PROBLEM DETAILS: Copy out every line of the listing below verbatim, omitting the pictures.

DATA SUPPLIED:
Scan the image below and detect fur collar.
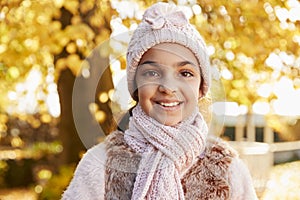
[105,131,237,200]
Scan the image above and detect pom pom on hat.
[126,2,210,100]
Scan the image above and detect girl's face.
[136,43,201,126]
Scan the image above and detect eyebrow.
[140,60,197,67]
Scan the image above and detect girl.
[63,3,257,200]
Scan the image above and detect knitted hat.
[127,2,210,98]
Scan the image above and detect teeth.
[159,102,179,107]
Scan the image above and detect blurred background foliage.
[0,0,300,199]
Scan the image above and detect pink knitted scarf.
[124,105,208,200]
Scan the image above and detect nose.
[158,77,178,95]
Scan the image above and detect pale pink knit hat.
[127,2,210,99]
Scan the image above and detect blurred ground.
[0,161,300,200]
[0,189,38,200]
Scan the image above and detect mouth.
[155,101,183,108]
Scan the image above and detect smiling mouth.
[156,101,182,108]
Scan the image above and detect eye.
[143,70,159,77]
[180,70,194,77]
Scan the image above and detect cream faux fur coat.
[62,132,257,200]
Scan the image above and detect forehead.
[140,43,199,66]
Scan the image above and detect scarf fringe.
[105,131,237,200]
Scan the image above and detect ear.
[198,88,203,100]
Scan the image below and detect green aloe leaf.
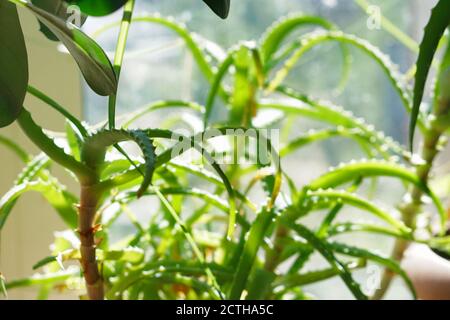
[229,207,276,300]
[0,135,31,162]
[330,242,417,299]
[261,15,334,63]
[0,180,78,229]
[308,189,411,234]
[203,0,230,19]
[409,0,450,149]
[281,220,367,300]
[81,130,156,197]
[31,0,87,41]
[309,160,447,232]
[65,0,128,17]
[0,1,28,128]
[14,0,117,96]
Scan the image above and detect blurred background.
[0,0,442,299]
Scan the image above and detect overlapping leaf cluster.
[0,0,450,299]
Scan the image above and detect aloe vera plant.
[0,0,450,299]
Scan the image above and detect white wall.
[0,5,81,299]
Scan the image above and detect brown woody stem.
[372,94,450,300]
[78,185,104,300]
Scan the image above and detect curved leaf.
[81,130,156,197]
[307,189,411,234]
[65,0,128,17]
[329,242,417,299]
[203,0,230,19]
[0,1,28,128]
[14,0,117,96]
[94,15,214,82]
[260,14,334,63]
[0,180,78,229]
[31,0,87,41]
[309,160,447,230]
[268,31,412,116]
[409,0,450,149]
[0,135,31,162]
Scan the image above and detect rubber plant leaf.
[62,0,128,17]
[203,0,230,19]
[0,1,28,127]
[409,0,450,149]
[31,0,87,41]
[20,1,117,96]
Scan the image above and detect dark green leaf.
[0,1,28,128]
[31,0,87,41]
[203,0,230,19]
[66,0,128,17]
[23,3,117,96]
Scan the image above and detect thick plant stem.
[372,99,450,300]
[78,185,104,300]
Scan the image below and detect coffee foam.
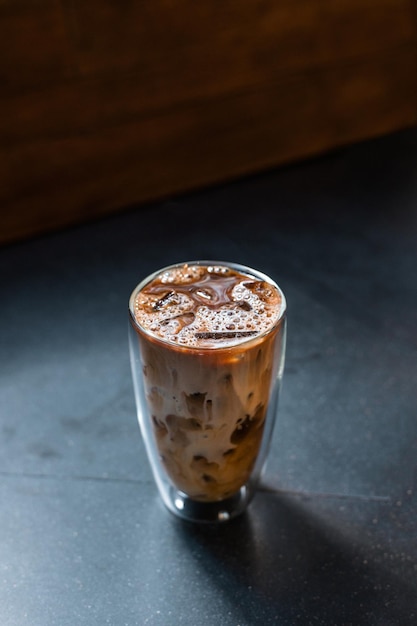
[134,264,282,348]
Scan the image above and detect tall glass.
[129,261,286,522]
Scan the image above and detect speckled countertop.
[0,130,417,626]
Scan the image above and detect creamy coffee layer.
[134,265,283,502]
[134,264,281,348]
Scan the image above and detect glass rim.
[129,259,287,353]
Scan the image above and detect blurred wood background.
[0,0,417,243]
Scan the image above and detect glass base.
[164,485,253,524]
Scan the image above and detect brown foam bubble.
[134,264,282,347]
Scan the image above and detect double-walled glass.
[129,261,286,522]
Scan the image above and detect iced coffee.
[130,262,285,502]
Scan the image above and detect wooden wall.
[0,0,417,243]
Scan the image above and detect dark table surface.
[0,125,417,626]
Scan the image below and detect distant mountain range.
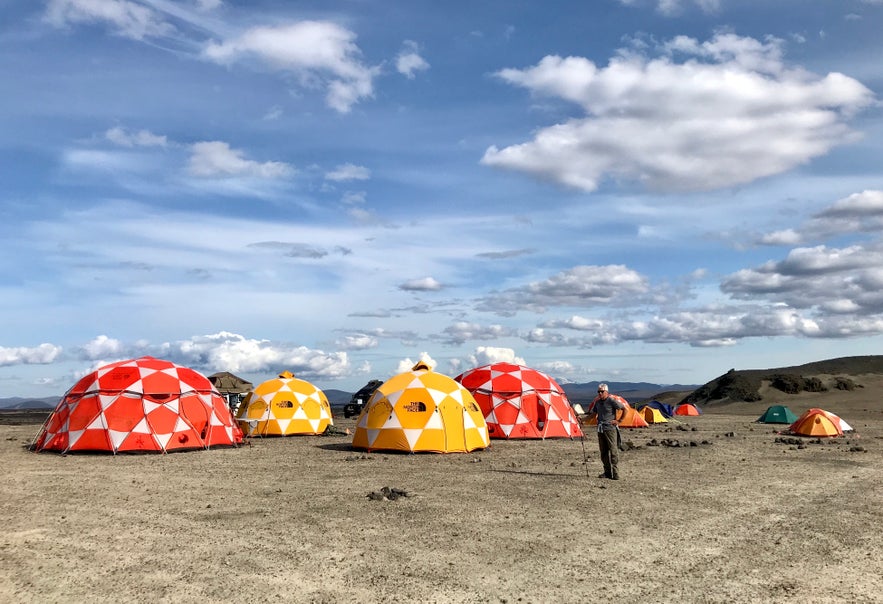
[0,396,61,411]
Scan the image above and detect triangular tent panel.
[637,401,675,417]
[788,408,852,436]
[454,363,582,439]
[755,405,797,424]
[33,357,242,453]
[236,371,334,436]
[675,403,702,415]
[589,394,650,428]
[352,362,490,453]
[640,405,668,424]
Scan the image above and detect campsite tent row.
[33,357,582,453]
[755,405,852,436]
[33,357,851,453]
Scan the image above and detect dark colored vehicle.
[343,380,383,417]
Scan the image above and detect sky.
[0,0,883,397]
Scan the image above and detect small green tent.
[756,405,797,424]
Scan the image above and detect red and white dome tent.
[32,356,242,453]
[454,363,583,439]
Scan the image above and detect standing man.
[594,384,625,480]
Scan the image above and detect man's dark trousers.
[598,428,619,480]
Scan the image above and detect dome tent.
[754,405,797,424]
[675,403,702,415]
[33,356,242,453]
[788,407,852,436]
[236,371,334,436]
[454,363,582,439]
[352,361,490,453]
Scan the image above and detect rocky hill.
[683,355,883,405]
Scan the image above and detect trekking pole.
[579,426,589,478]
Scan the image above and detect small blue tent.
[641,400,674,417]
[754,405,797,424]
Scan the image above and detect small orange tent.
[788,408,852,436]
[675,403,702,415]
[589,394,650,428]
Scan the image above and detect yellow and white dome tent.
[236,371,334,436]
[353,361,490,453]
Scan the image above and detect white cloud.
[757,189,883,245]
[399,277,442,291]
[173,332,352,379]
[82,335,127,360]
[104,126,168,147]
[337,333,377,350]
[721,245,883,320]
[44,0,175,40]
[396,352,438,374]
[469,346,527,367]
[325,164,371,182]
[203,21,379,113]
[396,40,429,79]
[442,321,516,344]
[188,141,294,179]
[0,343,62,367]
[481,34,873,191]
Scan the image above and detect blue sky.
[0,0,883,396]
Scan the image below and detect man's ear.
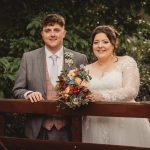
[63,30,67,37]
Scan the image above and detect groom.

EXERCISE SOLUTION:
Scan the image below and detect fur collar.
[105,131,237,200]
Scan the image above and detect pom pom on hat.
[126,2,210,100]
Scan the image above and detect girl's face.
[136,43,201,126]
Scan the image above and detect eyebrow.
[140,60,197,67]
Scan the image above and detect girl.
[63,3,257,200]
Scan the image above and detect knitted hat.
[127,2,210,98]
Scan the image above and detect teeth.
[159,102,179,107]
Scan the image above and detect blurred background foliage.
[0,0,300,199]
Scan the image above and detect pink knitted scarf.
[124,105,208,200]
Scan the image above and detect nose.
[158,77,178,95]
Scan the image above and detect pale pink knit hat.
[127,2,210,99]
Scan the image above and detect blurred ground.
[0,161,300,200]
[0,189,38,200]
Scan the image above and detect mouth.
[155,101,183,108]
Scan the image above and detect smiling mouth.
[156,101,182,108]
Scan the image above and detect eye.
[143,70,159,77]
[180,70,194,77]
Scan the image above and detect cream faux fur coat.
[62,132,257,200]
Scan the image above and detect forehead.
[140,43,199,66]
Scan the image above and detect scarf fringe.
[105,131,237,200]
Scan the image above and detect ear.
[198,88,203,100]
Scan the image below and detect green aloe leaf.
[229,207,276,300]
[0,135,31,162]
[330,242,417,299]
[261,15,334,63]
[0,180,78,229]
[308,189,411,234]
[203,0,230,19]
[409,0,450,149]
[281,220,367,300]
[81,130,156,197]
[31,0,87,41]
[309,160,447,232]
[65,0,128,17]
[0,1,28,128]
[14,0,117,96]
Scan the image above and detect blurred background.
[0,0,442,299]
Scan the image above and detect overlapping leaf cluster.
[0,0,450,299]
Scan the image above and detect aloe vera plant.
[0,0,450,299]
Scan the image above and detect white wall.
[0,5,81,299]
Scan the image above and detect brown woody stem.
[372,94,450,300]
[78,185,104,300]
Scan the image above and detect curved leaf.
[81,130,156,197]
[307,189,411,234]
[65,0,128,17]
[329,242,417,299]
[203,0,230,19]
[0,1,28,128]
[14,0,117,96]
[94,15,214,82]
[260,14,334,63]
[0,180,78,229]
[31,0,87,41]
[309,160,447,230]
[268,31,412,116]
[409,0,450,149]
[0,135,31,162]
Scan the image above and detect rubber plant leaf.
[62,0,128,17]
[203,0,230,19]
[0,1,28,127]
[409,0,450,149]
[31,0,87,41]
[20,1,117,96]
Scan the image above and detect dark green leaf.
[0,1,28,128]
[31,0,87,41]
[203,0,230,19]
[66,0,128,17]
[23,3,117,96]
Scan the image above and detect thick plant stem.
[372,99,450,300]
[78,185,104,300]
Scan the image below and detect coffee foam.
[134,264,282,348]
Scan the image above and detect tall glass.
[129,261,286,522]
Scan the image above and detect speckled countertop.
[0,130,417,626]
Scan the image above and detect creamy coffee layer.
[134,265,283,502]
[134,264,281,348]
Scan the image above and detect glass rim.
[129,259,287,353]
Scan the image above and detect blurred wood background.
[0,0,417,243]
Scan the image above and detect glass base.
[164,485,253,524]
Scan the image above and detect brown foam bubble.
[134,264,282,347]
Scan the image above and detect double-walled glass.
[129,261,286,522]
Scan the image above and detect iced coffee.
[130,262,285,502]
Scan the image above and detect wooden wall.
[0,0,417,243]
Scan the image above and detect dark table surface.
[0,125,417,626]
Scan the image below and detect distant mountain range.
[0,396,61,411]
Scan the image above and detect triangular tent panel.
[637,401,675,417]
[788,408,852,436]
[454,363,582,439]
[755,405,797,424]
[33,357,242,453]
[236,371,334,436]
[675,403,702,415]
[589,394,650,428]
[352,362,490,453]
[640,405,668,424]
Scan the image above and detect campsite tent row.
[33,357,582,453]
[755,405,852,436]
[33,357,851,453]
Scan the image above and detect dark colored vehicle.
[343,380,383,417]
Scan the image above and detect sky.
[0,0,883,397]
Scan the image above and detect small green tent.
[756,405,797,424]
Scan the image above and detect red and white dome tent.
[32,356,242,453]
[454,363,583,439]
Scan the image above and detect standing man.
[594,384,625,480]
Scan the image above and detect man's dark trousers.
[598,428,619,480]
Scan the image above and detect dome tent.
[754,405,797,424]
[675,403,702,415]
[33,356,242,453]
[788,407,852,436]
[236,371,334,436]
[454,363,582,439]
[352,361,490,453]
Scan the image above and detect rocky hill.
[683,355,883,405]
Scan the image above and detect trekking pole.
[579,426,589,478]
Scan the image above and detect small blue tent.
[641,400,674,417]
[754,405,797,424]
Scan the image above and detect small orange tent.
[788,408,852,436]
[675,403,702,415]
[589,394,650,428]
Scan the image above and detect yellow and white dome tent.
[236,371,334,436]
[353,361,490,453]
Scan the image above and detect white cloud.
[757,189,883,245]
[399,277,442,291]
[173,332,352,379]
[82,335,127,360]
[104,126,168,147]
[337,333,377,350]
[721,245,883,320]
[44,0,175,40]
[396,352,438,374]
[469,346,527,367]
[325,164,371,182]
[203,21,379,113]
[396,40,429,79]
[442,321,516,344]
[188,141,294,179]
[0,343,62,367]
[481,34,873,191]
Scan the image above and detect blue sky.
[0,0,883,396]
Scan the image below and detect man's ear.
[63,30,67,37]
Scan the image above and detect groom.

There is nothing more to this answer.